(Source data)

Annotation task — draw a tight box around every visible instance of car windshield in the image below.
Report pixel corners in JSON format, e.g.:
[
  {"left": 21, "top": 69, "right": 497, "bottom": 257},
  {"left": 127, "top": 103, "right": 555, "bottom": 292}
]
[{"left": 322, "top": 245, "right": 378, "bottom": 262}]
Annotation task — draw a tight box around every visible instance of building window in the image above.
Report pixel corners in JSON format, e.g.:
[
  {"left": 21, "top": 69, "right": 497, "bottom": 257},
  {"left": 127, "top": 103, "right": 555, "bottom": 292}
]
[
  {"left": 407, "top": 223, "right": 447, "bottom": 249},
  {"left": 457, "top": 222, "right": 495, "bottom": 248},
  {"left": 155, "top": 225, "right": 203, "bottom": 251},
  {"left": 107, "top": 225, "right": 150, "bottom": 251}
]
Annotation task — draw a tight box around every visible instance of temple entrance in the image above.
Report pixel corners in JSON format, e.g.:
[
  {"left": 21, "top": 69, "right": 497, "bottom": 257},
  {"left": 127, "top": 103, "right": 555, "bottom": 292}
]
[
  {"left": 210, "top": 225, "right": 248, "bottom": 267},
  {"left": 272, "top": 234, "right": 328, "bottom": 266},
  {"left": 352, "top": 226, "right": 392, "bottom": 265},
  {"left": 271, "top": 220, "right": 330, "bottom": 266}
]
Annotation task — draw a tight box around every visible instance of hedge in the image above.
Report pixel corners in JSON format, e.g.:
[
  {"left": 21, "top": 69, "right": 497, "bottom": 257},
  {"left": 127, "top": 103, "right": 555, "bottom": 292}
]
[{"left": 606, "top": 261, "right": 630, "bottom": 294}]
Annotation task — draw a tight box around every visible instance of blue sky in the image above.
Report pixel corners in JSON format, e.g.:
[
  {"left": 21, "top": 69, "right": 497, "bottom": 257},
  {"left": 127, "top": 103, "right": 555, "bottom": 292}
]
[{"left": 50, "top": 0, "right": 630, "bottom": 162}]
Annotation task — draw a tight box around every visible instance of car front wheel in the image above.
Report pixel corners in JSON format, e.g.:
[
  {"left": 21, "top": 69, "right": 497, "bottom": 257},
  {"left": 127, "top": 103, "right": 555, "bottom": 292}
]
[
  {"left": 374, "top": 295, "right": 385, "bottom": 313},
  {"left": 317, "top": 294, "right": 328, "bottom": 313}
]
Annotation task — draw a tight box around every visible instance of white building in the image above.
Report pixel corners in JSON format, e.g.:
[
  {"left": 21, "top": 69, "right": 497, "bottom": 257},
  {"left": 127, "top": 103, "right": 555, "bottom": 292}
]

**Exercise:**
Please put every line of the material above into a numbered list, leaving out any blank lines.

**Reply:**
1. Annotation task — draw a tight box around every visible instance of car windshield in the image below.
2. Report pixel corners in JSON format, e.g.:
3. [
4.   {"left": 21, "top": 69, "right": 497, "bottom": 257},
5.   {"left": 127, "top": 103, "right": 555, "bottom": 292}
6. ]
7. [{"left": 322, "top": 245, "right": 378, "bottom": 262}]
8. Annotation task — draw a tight box around every visible instance of building window in the image above.
9. Report pixel corners in JSON format, e.g.:
10. [
11.   {"left": 21, "top": 69, "right": 497, "bottom": 257},
12.   {"left": 127, "top": 103, "right": 555, "bottom": 292}
13. ]
14. [
15.   {"left": 407, "top": 223, "right": 447, "bottom": 249},
16.   {"left": 457, "top": 222, "right": 495, "bottom": 248},
17.   {"left": 155, "top": 225, "right": 203, "bottom": 251},
18.   {"left": 107, "top": 225, "right": 150, "bottom": 251}
19. ]
20. Annotation task — draw a tight box around every visible instance of temple entrance in the image above.
21. Report pixel corners in JSON format, e.g.:
22. [
23.   {"left": 21, "top": 69, "right": 497, "bottom": 257},
24.   {"left": 127, "top": 103, "right": 555, "bottom": 292}
25. ]
26. [
27.   {"left": 210, "top": 225, "right": 248, "bottom": 267},
28.   {"left": 272, "top": 234, "right": 328, "bottom": 266},
29.   {"left": 352, "top": 226, "right": 392, "bottom": 265},
30.   {"left": 271, "top": 220, "right": 330, "bottom": 266}
31. ]
32. Annotation task — draw a tight box around every visible instance of hedge in the image above.
33. Report pixel corners in JSON format, e.g.:
34. [
35.   {"left": 21, "top": 69, "right": 497, "bottom": 257},
36.   {"left": 127, "top": 103, "right": 555, "bottom": 292}
37. ]
38. [{"left": 606, "top": 261, "right": 630, "bottom": 294}]
39. Annotation task — draw a tight box around every visible instance of blue sky in the image above.
40. Report pixel corners in JSON format, e.g.:
41. [
42.   {"left": 21, "top": 69, "right": 497, "bottom": 257},
43.   {"left": 127, "top": 103, "right": 555, "bottom": 292}
44. ]
45. [{"left": 50, "top": 0, "right": 630, "bottom": 162}]
46. Annotation task — draw a tight box around every visible instance of car front wheel in the image above.
47. Report pixel corners in JSON format, e.g.:
48. [
49.   {"left": 21, "top": 69, "right": 497, "bottom": 257},
50.   {"left": 127, "top": 103, "right": 555, "bottom": 292}
51. ]
52. [
53.   {"left": 374, "top": 295, "right": 385, "bottom": 313},
54.   {"left": 317, "top": 294, "right": 328, "bottom": 313}
55. ]
56. Annotation task — draw a tight box around every visible instance of white building in the image above.
57. Report pixel corners in JSON format, e.g.:
58. [
59.   {"left": 21, "top": 69, "right": 497, "bottom": 257},
60.   {"left": 127, "top": 103, "right": 555, "bottom": 292}
61. ]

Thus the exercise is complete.